BEGIN TEXT PROVIDED
Friday, 17 January 2025

Alternate Best Supporting Actor 1985: Treat Williams in Smooth Talk

Treat Williams did not receive an Oscar nomination, despite being nominated for an Independent Spirit Award, for portraying Arnold Friend in Smooth Talk. 

Smooth Talk follows a teen girl Connie (Laura Dern) exploring her sexuality leading to danger. 

The most concrete danger comes in the form of Treat Williams playing an older man, Arnold Friend who rides around in a convertible with his name plastered on the side. Although he isn't truly important to the film until just before a full hour in, we briefly see Williams as we follow Dern's Connie as she's going around town flirting, though not really quite sure herself when it comes to her precise decisions, but one of her interactions does briefly lead her to interact briefly with Williams's "Friend". Williams doesn't necessarily make an impact majorly one way or another as his character notes "I'm watching you" to Dern's Connie, though Williams delivery could  be inappropriate joking, sleazy, or creepy, however his appearance is merely a brief establishment of the character. A character who returns to the focal point of the last act of the piece, as Connie is home alone when Friend, and another man appear on her front door in broad daylight. This sequence is very much what takes the film to another level, as it is the purest element of the adaptation of the short story the film is based on and where Williams's performance is the essential facet to the success of the entirety of the overall film. Williams's performance is one of those performances where an actor has a mastery of the material where the brilliance of his work is just how easy he makes it all seem. Because there's nothing easy about the role that would be so easy to fall into over the top cliche, or fail to reach the true insidiousness of the character. Williams avoids that but he goes one step beyond because what he manages to do is be both supernatural yet also absolutely real, which is quite the disturbing trick to pull off. 

Initially Williams does seem just a man passing by, where the danger and potential threat bubbles just beneath. As he introduces himself as watching you, and going for a drive, Williams again brings a jovial quality, that he may just be a man inappropriately joking with a young girl, but it won't go further than that. However Williams's delivery of certain words like how he emphasizes and twists to "go for a ride" with sudden euphemism alluding to a disgusting lust of his own that we know that Friend isn't there just to joke around. As the conversation continues, which Connie goes from being intrigued by to terrified by moment to moment, Williams brings this supernatural quality, as he almost seems an embodiment of the devil with this sly smile as he begins to tell Connie exactly what she will do and exactly how much he knows. Williams's smile speaks to anything but happiness or concern for Connie, as the intention behind that smile always is ever present in the viewer's mind. Williams has the titular smooth talk where Williams's confidence is overpowering in a rather disturbing way, because you can entirely see where he would be successful in the way he does intrigue Connie. Williams's presentation of a simple charm, though elements of his performance would theoretically be potentially charismatic, though it's hard to speak of charm in such a situation, there is also an almost omnipresent element within that charisma. When Friend starts to talk about Connie's family being at a barbecue with exact details about what they are doing, Williams makes Friend almost otherworldly in the command of his words where everything he says seems to cut so deeply into Connie's consciousness, and Williams performs it all with such eerie magnetism.
END TEXT PROVIDED
--- CHALLENGES ---
(a) Extract the passage of the Smooth Talk review from "Alternate Best Supporting" up to and including "leading to danger.".
(b) According to the Smooth Talk review, which award was Treat Williams nominated for in this role?
These entries have no connection to the Smooth Talk review.
BEGIN RECORDS
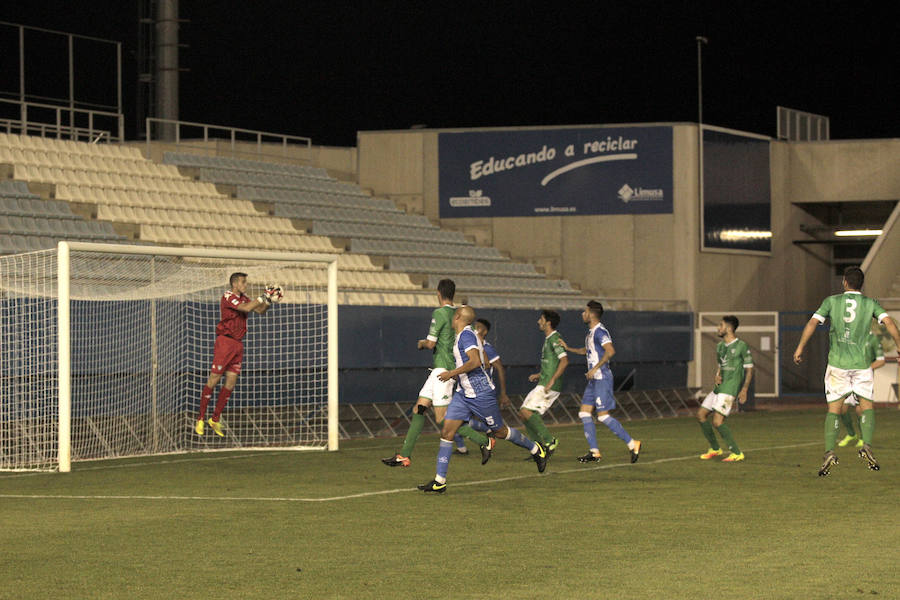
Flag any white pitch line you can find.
[0,442,821,502]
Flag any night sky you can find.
[0,0,900,145]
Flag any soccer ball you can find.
[266,284,284,304]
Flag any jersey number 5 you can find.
[844,298,857,323]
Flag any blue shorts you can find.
[581,377,616,412]
[444,390,503,431]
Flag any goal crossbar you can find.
[57,241,339,473]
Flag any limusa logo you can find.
[450,190,491,206]
[618,183,665,204]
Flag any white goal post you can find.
[0,242,339,472]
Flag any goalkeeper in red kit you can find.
[194,273,282,436]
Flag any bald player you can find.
[418,306,549,494]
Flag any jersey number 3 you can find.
[844,298,857,323]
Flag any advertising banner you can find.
[438,126,672,219]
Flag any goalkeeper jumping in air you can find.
[194,273,282,437]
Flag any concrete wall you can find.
[784,139,900,202]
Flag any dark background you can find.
[0,0,900,145]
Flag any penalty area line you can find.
[0,442,821,502]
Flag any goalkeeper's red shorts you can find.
[210,335,244,375]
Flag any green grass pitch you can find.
[0,406,900,600]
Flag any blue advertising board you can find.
[438,126,672,219]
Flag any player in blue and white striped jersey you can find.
[418,306,548,493]
[563,300,641,463]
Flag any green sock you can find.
[841,411,856,435]
[716,423,741,454]
[859,408,875,444]
[457,425,487,446]
[400,413,425,458]
[525,413,553,445]
[825,413,841,452]
[700,421,719,450]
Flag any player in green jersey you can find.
[697,315,753,462]
[794,267,900,477]
[838,332,885,448]
[381,279,489,467]
[519,310,569,452]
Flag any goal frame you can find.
[57,241,340,473]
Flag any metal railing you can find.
[775,106,831,142]
[0,98,125,142]
[144,117,312,162]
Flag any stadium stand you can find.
[0,180,125,254]
[163,152,583,307]
[0,133,583,307]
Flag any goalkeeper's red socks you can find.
[197,385,213,421]
[213,385,231,423]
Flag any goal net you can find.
[0,242,338,471]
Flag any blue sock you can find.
[600,415,631,444]
[506,427,537,452]
[578,413,599,450]
[469,419,490,433]
[437,438,453,478]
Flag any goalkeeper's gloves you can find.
[263,283,284,304]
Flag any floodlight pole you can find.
[694,35,709,250]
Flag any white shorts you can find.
[419,367,456,406]
[825,365,875,403]
[700,392,734,417]
[522,385,559,415]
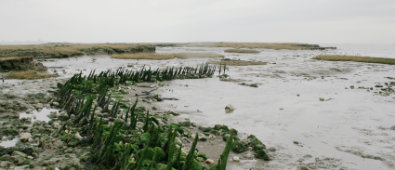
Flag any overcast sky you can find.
[0,0,395,44]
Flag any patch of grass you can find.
[208,60,267,66]
[225,48,259,53]
[0,56,32,62]
[111,53,224,60]
[111,53,175,60]
[214,42,335,50]
[0,43,155,58]
[5,70,57,80]
[313,55,395,65]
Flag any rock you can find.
[12,151,27,158]
[167,111,180,116]
[206,159,214,165]
[267,147,276,152]
[36,103,44,110]
[199,134,207,141]
[75,132,82,140]
[225,104,235,113]
[196,157,204,162]
[19,133,33,142]
[232,156,240,162]
[52,102,59,107]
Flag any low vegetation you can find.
[213,42,335,50]
[0,43,155,59]
[313,55,395,65]
[209,60,267,66]
[5,70,57,80]
[111,53,224,60]
[225,48,259,53]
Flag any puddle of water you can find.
[19,108,58,123]
[0,138,19,148]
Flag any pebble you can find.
[206,159,214,165]
[225,104,235,113]
[19,133,32,142]
[232,156,240,162]
[75,132,82,140]
[267,147,276,152]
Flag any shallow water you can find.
[0,138,19,148]
[19,108,58,123]
[1,44,395,169]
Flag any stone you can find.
[206,159,214,165]
[225,104,235,113]
[267,147,276,152]
[75,132,82,140]
[232,156,240,162]
[19,133,33,142]
[52,102,59,107]
[12,151,27,158]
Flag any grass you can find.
[208,60,267,66]
[214,42,334,50]
[0,43,155,58]
[111,53,175,60]
[0,56,32,62]
[225,48,259,53]
[111,53,224,60]
[5,70,57,80]
[313,55,395,65]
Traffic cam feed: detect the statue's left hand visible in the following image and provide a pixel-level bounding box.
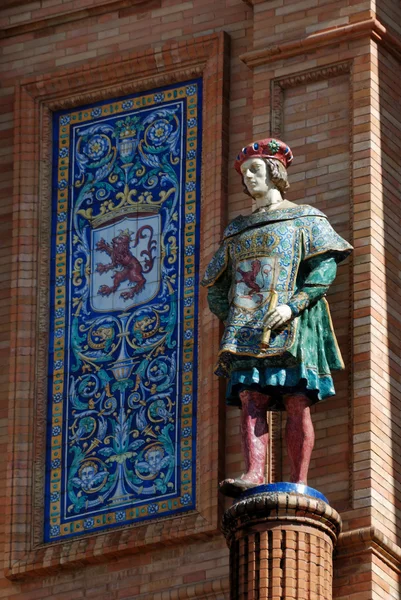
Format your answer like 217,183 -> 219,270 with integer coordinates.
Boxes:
265,304 -> 292,329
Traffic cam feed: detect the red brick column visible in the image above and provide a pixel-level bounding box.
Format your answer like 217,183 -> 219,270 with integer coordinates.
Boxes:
223,493 -> 341,600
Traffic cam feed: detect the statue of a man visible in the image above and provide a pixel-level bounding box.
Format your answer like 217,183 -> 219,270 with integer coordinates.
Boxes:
202,138 -> 352,497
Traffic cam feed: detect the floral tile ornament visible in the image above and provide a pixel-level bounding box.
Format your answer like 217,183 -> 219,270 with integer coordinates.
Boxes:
44,80 -> 202,542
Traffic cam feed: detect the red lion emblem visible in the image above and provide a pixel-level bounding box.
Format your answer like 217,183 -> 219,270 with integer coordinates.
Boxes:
96,225 -> 157,300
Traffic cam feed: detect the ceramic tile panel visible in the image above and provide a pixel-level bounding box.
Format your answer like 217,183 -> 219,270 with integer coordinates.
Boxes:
44,79 -> 202,541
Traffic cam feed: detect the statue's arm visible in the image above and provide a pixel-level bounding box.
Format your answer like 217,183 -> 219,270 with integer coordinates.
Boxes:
207,269 -> 231,321
287,256 -> 337,317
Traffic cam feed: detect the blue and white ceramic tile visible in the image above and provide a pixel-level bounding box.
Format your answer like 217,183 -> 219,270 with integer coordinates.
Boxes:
44,80 -> 202,541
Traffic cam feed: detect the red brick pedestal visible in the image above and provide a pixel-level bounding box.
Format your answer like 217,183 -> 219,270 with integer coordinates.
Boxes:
223,493 -> 341,600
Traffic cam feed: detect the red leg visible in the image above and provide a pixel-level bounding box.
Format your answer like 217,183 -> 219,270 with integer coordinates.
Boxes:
284,394 -> 315,485
240,390 -> 269,484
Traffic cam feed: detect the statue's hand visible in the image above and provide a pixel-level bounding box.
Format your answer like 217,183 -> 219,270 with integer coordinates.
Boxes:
265,304 -> 292,329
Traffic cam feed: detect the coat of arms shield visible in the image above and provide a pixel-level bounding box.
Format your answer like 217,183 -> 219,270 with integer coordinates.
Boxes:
90,214 -> 161,312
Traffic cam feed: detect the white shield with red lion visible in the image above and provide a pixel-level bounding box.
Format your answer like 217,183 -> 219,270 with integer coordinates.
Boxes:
90,215 -> 161,312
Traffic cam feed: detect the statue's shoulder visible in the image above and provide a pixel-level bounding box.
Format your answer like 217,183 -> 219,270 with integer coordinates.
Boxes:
223,215 -> 249,240
294,204 -> 327,219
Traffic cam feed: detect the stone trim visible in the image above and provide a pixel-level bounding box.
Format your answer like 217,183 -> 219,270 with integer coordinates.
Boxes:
240,19 -> 401,68
5,33 -> 229,579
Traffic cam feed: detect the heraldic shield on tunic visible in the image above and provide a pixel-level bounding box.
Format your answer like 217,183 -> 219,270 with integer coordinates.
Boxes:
44,80 -> 202,541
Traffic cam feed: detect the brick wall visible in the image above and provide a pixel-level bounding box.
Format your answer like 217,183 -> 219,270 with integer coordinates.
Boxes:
0,0 -> 401,600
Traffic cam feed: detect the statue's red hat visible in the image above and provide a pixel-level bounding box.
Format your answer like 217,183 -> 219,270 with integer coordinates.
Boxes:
234,138 -> 293,174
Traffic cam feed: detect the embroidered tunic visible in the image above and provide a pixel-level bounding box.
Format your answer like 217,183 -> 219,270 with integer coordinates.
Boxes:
202,205 -> 352,410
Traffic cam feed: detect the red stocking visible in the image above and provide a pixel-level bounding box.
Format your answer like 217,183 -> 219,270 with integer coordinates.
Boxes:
284,394 -> 315,485
240,390 -> 269,484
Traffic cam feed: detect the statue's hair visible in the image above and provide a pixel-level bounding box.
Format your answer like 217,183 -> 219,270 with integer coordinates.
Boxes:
242,158 -> 290,196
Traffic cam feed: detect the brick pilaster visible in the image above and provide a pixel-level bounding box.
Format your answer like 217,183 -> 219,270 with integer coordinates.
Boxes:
223,493 -> 341,600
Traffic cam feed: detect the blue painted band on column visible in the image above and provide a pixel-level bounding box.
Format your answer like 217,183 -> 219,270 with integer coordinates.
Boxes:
240,482 -> 329,504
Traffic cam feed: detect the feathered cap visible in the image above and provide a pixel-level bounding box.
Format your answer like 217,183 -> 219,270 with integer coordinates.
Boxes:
234,138 -> 293,175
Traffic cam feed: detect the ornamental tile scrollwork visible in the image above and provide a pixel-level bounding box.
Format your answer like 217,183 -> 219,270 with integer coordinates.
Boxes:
44,80 -> 201,541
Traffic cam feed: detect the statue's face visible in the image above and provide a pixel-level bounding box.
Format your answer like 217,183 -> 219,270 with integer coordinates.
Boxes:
241,158 -> 272,198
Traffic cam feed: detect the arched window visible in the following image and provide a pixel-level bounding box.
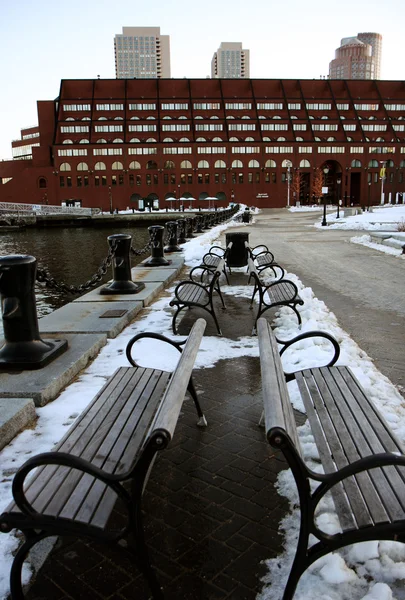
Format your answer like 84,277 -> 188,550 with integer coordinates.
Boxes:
214,160 -> 226,169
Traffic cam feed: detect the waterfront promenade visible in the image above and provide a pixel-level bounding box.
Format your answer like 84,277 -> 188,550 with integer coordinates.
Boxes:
0,210 -> 405,600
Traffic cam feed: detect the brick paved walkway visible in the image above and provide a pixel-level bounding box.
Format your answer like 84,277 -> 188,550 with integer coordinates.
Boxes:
27,275 -> 287,600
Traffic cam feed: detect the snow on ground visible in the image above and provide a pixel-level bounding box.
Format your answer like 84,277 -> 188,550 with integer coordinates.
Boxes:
0,207 -> 405,600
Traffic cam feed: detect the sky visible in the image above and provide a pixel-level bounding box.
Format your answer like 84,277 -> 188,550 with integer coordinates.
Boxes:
0,0 -> 405,160
0,205 -> 405,600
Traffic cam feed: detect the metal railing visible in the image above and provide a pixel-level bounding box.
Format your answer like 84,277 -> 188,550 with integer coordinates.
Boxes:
0,202 -> 100,216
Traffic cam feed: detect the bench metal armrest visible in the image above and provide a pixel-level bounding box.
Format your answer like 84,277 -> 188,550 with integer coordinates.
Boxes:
12,452 -> 130,516
125,331 -> 187,367
276,331 -> 340,381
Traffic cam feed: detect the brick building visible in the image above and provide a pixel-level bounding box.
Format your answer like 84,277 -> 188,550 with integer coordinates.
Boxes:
0,79 -> 405,211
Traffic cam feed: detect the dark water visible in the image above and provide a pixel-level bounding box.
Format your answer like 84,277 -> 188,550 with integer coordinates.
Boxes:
0,226 -> 149,317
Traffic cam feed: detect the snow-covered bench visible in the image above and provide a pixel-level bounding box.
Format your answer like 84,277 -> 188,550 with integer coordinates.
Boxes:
258,319 -> 405,600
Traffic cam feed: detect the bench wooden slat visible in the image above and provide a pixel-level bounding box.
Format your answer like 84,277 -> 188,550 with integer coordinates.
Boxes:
295,370 -> 373,529
60,367 -> 169,526
323,368 -> 405,520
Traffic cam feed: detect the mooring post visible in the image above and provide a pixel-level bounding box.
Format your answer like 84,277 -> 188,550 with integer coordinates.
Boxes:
100,233 -> 145,295
164,221 -> 181,252
0,254 -> 68,371
143,225 -> 170,267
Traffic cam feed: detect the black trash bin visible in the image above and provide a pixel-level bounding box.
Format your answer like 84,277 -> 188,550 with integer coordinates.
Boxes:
225,231 -> 249,267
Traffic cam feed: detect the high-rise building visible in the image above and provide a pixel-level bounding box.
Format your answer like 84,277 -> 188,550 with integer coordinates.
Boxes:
114,27 -> 170,79
329,33 -> 382,79
211,42 -> 250,79
357,32 -> 382,79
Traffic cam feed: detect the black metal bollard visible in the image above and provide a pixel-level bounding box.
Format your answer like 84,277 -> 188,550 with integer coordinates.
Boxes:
164,221 -> 181,252
144,225 -> 171,267
0,254 -> 68,371
177,219 -> 187,244
186,217 -> 195,240
100,233 -> 145,295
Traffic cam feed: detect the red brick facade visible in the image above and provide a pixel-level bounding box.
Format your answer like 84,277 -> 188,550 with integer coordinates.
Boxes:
0,79 -> 405,210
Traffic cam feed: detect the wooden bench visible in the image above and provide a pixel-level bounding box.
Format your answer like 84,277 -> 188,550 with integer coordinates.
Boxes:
245,242 -> 285,279
169,258 -> 226,335
190,242 -> 233,285
258,319 -> 405,600
248,256 -> 304,334
0,319 -> 206,600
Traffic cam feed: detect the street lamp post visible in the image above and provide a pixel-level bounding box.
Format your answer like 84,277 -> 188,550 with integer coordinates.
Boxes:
336,177 -> 342,219
285,160 -> 292,206
108,185 -> 114,215
321,165 -> 329,227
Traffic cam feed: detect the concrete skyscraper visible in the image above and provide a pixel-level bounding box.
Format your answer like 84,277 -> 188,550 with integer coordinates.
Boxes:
114,27 -> 170,79
329,33 -> 382,79
211,42 -> 250,79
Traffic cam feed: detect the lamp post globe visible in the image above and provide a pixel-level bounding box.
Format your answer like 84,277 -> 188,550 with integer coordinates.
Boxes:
321,165 -> 329,227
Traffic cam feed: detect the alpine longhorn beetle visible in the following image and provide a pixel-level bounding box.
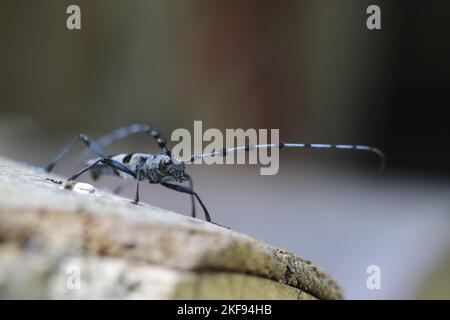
END RECORDS
--- ANSWERS PROVIDED ---
(a)
Alternate Best Supporting Actor 1985: Treat Williams in Smooth Talk

Treat Williams did not receive an Oscar nomination, despite being nominated for an Independent Spirit Award, for portraying Arnold Friend in Smooth Talk. 

Smooth Talk follows a teen girl Connie (Laura Dern) exploring her sexuality leading to danger.

(b) An Independent Spirit Award.